[TASK SET]
1. Decide whether each statement below agrees with the passage on iron-based solar cells, answering yes or no for each and quoting the exact words of the passage that settle it. (a) The nearly quantitative yield of injected electrons was measured in an external circuit. (b) The solar light harvesting reaches to about 600 nm. (c) Calculations by Mukherjee et al. predicted that iron carbene compounds would be useful for solar energy conversion.
2. Extend the passage on iron-based solar cells with one more paragraph that picks up after its final sentence.

[QUOTED PASSAGE]

So, are we on a path to solar cells that utilize iron? The answer to this question lies in part on the ability of DSSCs to compete with traditional Si photovoltaics, as well as with emerging technologies such as the lead-based perovskites. If so, some challenging science still remains. The nearly quantitative yield of injected electrons were measured spectroscopically and NOT by measurement of the electrons in an external circuit where they could provide electrical power. After excited state injection into TiO2, the oxidized iron compound is not efficiently ‘regenerated’ by the redox mediators commonly used in DSSCs. In addition, the solar light harvesting extends only through the orange region (to about 600 nm) without appreciable absorption in the red or near infrared regions. The challenges of enhanced light harvesting and more favorable energetics for regeneration are, to some extent, orthogonal. Alternative iron compounds that utilize this novel NHC ligand and have the formal FeIII/II reduction potentials necessary for regeneration by iodide will have blue-shifted absorption spectra. Thus, unless alternative redox mediators for DSSCs are identified, it would appear that both the ground and the excited state reduction potentials will need to be tuned. While challenging, there is good precedence for optimization of dye energetics through synthetic design and the probability for success is quite high. In this regard, it is interesting to note that independent calculations by Mukherjee et al.4 predicted a priori that iron carbene compounds would indeed be useful for solar energy conversion. With synthesis guided by theory, the possibility for efficient DSSCs based on iron seems highly likely.

(Saved data entries)
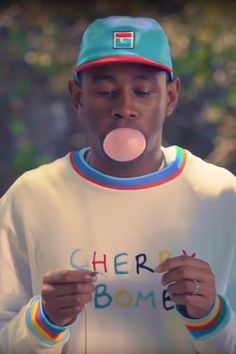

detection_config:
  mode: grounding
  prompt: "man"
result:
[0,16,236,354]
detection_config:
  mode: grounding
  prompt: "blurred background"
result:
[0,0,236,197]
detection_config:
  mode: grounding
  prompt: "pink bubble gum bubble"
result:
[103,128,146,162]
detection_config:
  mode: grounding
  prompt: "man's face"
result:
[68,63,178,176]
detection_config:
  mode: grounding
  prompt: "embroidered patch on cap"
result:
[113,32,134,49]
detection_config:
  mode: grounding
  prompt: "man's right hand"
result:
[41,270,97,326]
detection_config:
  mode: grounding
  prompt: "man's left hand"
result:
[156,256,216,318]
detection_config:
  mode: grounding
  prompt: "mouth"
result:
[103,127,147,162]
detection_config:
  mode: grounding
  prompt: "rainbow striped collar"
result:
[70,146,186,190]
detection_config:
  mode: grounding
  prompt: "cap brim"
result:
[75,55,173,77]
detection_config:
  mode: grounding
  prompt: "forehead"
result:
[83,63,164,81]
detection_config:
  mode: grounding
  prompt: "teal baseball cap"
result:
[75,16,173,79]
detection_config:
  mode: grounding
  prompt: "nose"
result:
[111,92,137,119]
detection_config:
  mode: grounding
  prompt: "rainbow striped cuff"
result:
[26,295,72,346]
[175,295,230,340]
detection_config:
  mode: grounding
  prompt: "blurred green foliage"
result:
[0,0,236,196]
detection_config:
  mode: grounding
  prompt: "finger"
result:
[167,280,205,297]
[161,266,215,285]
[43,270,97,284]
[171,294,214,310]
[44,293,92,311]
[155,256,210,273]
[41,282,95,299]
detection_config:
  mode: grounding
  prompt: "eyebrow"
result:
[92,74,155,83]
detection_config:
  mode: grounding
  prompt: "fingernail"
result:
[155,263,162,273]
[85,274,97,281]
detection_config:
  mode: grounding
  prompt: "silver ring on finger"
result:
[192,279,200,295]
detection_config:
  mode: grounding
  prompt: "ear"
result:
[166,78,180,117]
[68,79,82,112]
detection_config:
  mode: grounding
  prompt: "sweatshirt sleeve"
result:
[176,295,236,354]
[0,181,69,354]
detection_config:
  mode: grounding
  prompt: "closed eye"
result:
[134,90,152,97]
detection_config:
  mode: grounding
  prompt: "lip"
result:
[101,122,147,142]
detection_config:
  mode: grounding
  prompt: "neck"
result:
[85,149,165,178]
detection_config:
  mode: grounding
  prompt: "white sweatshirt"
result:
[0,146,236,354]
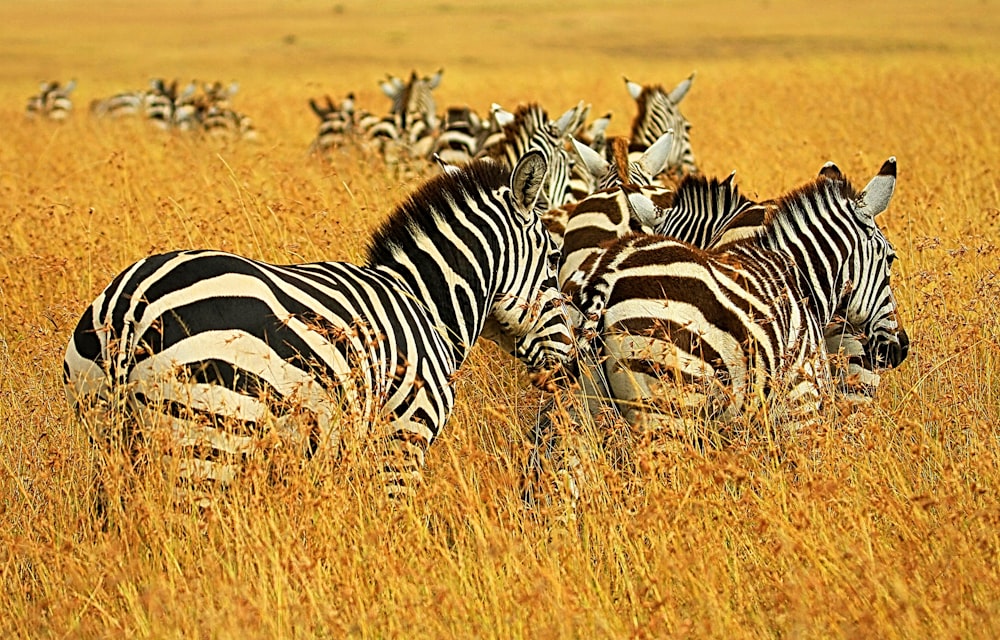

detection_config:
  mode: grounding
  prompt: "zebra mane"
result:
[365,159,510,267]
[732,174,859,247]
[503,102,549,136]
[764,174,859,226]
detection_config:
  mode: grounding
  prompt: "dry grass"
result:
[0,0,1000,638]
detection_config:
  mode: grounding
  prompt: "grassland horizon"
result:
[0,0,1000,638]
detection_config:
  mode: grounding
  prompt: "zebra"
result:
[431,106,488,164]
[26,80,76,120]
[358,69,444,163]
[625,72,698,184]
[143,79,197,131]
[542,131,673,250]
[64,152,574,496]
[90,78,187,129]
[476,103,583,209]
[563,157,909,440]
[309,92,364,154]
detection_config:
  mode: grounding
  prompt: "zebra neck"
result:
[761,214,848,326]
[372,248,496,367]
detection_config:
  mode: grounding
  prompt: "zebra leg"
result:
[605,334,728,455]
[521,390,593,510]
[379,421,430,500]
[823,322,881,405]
---
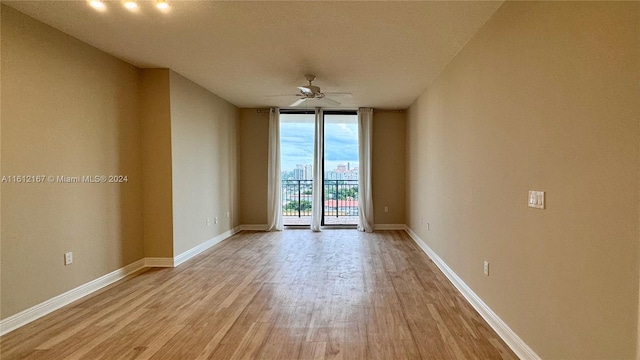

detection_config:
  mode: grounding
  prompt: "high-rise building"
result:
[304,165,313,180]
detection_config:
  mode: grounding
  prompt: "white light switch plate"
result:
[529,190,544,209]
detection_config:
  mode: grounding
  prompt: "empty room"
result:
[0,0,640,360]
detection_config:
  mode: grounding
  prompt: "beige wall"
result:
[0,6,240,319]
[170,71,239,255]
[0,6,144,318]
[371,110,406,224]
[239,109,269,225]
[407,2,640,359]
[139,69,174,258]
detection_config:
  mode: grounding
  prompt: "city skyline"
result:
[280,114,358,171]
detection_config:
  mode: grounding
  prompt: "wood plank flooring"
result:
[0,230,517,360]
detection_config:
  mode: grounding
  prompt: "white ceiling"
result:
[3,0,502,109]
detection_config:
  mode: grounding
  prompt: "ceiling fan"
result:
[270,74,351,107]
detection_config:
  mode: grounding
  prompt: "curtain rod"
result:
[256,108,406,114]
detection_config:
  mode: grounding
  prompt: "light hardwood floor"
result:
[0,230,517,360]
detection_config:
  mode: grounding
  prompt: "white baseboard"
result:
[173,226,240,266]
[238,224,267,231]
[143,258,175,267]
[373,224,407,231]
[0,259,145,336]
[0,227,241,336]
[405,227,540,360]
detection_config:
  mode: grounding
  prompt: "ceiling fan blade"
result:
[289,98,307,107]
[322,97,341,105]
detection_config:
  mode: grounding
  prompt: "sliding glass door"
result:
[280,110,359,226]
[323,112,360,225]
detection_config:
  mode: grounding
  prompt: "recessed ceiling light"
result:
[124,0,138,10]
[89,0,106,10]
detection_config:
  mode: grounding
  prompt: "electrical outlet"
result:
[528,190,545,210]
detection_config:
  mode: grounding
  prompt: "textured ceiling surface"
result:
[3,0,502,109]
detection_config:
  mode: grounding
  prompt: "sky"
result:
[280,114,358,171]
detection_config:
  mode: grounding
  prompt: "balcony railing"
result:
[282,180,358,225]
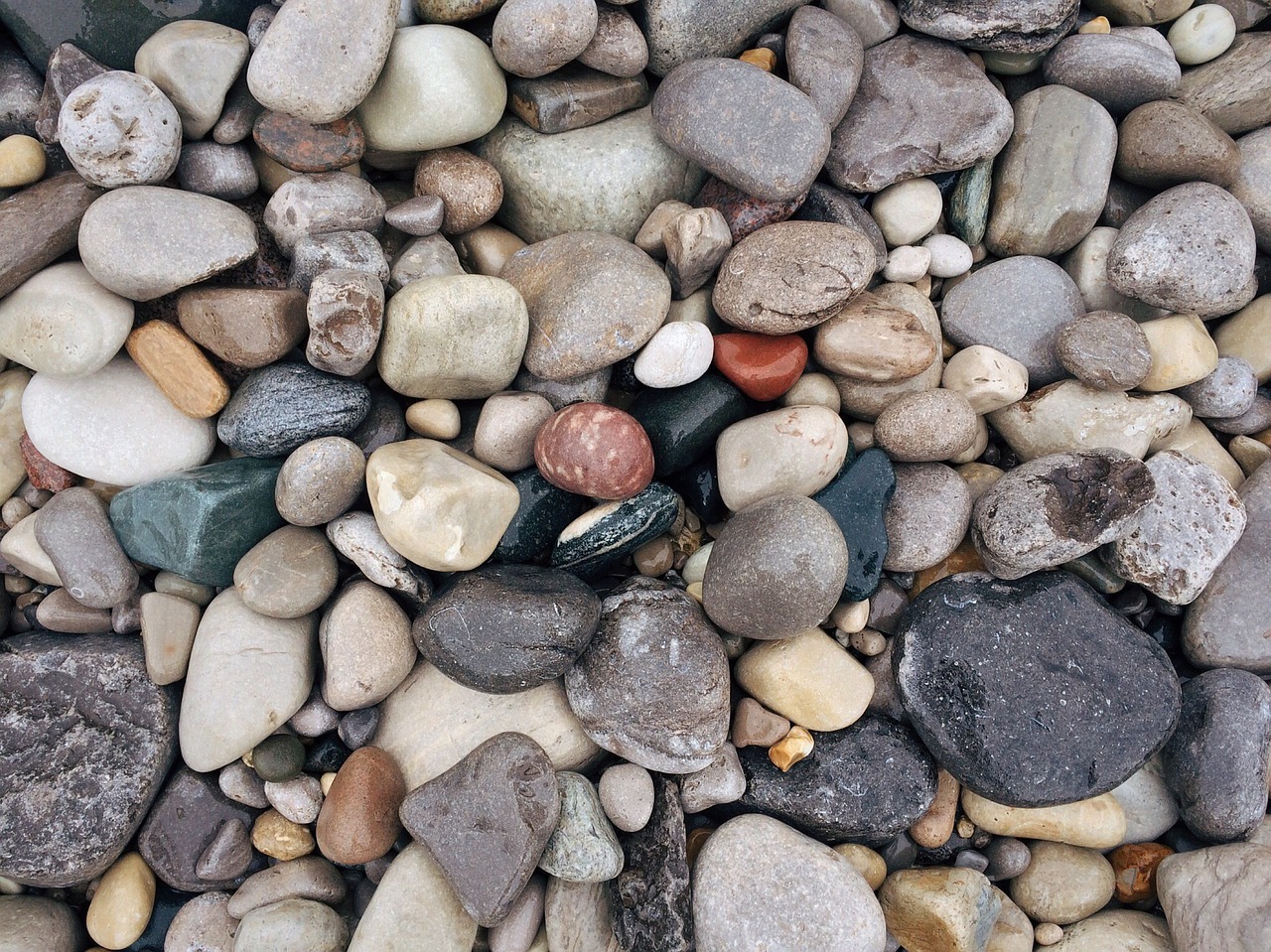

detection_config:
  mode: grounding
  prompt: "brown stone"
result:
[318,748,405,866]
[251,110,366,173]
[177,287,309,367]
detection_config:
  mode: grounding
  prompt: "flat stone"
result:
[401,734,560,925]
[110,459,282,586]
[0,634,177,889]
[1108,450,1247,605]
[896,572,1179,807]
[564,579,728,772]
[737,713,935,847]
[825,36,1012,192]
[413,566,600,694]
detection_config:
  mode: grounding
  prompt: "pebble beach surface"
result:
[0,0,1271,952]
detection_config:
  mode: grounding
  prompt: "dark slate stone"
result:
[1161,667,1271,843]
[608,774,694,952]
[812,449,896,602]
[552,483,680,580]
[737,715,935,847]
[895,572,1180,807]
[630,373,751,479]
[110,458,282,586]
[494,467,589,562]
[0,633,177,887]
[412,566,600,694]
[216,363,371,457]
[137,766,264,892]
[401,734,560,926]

[EXPECTED OUTPUTS]
1.
(a) No: "were measured spectroscopically and NOT by measurement of the electrons in an external circuit"
(b) Yes: "the solar light harvesting extends only through the orange region (to about 600 nm)"
(c) Yes: "predicted a priori that iron carbene compounds would indeed be useful for solar energy conversion"

2.
Aside from practical applications, the report by Harlang et al. raises some interesting fundamental questions that will certainly inspire future research. Indeed, while an early study of dye sensitization with iron compounds revealed nothing of practical utility they remain highly impactful to the scientific community interested in efficient energy conversion with low-cost earth-abundant materials.1 The radical departure of Harlang’s iron carbene compound from the bipyridine and porphyrin ligands that have historically dominated the field opens new opportunities for exploitation and characterization of the excited states that almost certainly represent ongoing research in many laboratories around the world. In addition, the symmetric bis-tridentate structure reported would not have been predicted to result in such efficient excited state electron transfer. The two carboxylic acid groups cannot simultaneously bind to the same TiO2 nanocrystallite, and a dogma asserts that a useful dye molecule should contain only a single dipole oriented toward the semiconductor surface. Hence it is unclear why two orthogonal dipoles did not lower the injection yields measured for this iron compound. Likewise, recombination of the injected electron with the oxidized iron compound was unexpectedly fast and suggests that alternative recombination pathways, perhaps through high-spin states, is operative for this iron compound. Such fascinating, yet poorly understood behavior coupled with the real possibility of practical application makes for a very bright future for iron utilization in solar cells.